Direction A: From the passage below on the Gorham Campus Historic District, reproduce the stretch from "The Gorham Campus" through "Places in 1978." word for word.
Direction B: According to the passage below on the Gorham Campus Historic District, why did the Gorham Seminary close in 1877?

┌─ Excerpted passage

The Gorham Campus Historic District encompasses seven buildings that make up the historic heart of the campus of the University of Southern Maine in Gorham, Maine.  Built between 1806 and 1931, they reflect the varied academic history of the campus, and were listed on the National Register of Historic Places in 1978.

Description and history
Gorham Academy was chartered in 1803, and opened its doors in 1806 in the Academy Building as a boys school.  Female students were admitted the following year.  In 1838 the male and female schools were formally separated, creating the Gorham Female Seminary.  In 1847 the school was renamed the Gorham Academy and Teachers Institute, and in 1850 the boys school was closed.  It was restarted in 1861, the two schools combining as the Gorham Seminary.  It closed in 1877 due to an increase in the number of public high schools.  In 1878 the state opened a normal school on the former academy campus, which has, through a variety of name changes, become the University of Southern Maine.

└─
┌─ Information provided

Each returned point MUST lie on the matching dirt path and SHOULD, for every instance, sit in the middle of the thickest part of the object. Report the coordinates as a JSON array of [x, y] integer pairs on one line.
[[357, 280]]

└─

Full solution A:
The Gorham Campus Historic District encompasses seven buildings that make up the historic heart of the campus of the University of Southern Maine in Gorham, Maine.  Built between 1806 and 1931, they reflect the varied academic history of the campus, and were listed on the National Register of Historic Places in 1978.

Full solution B: It closed because the number of public high schools had increased.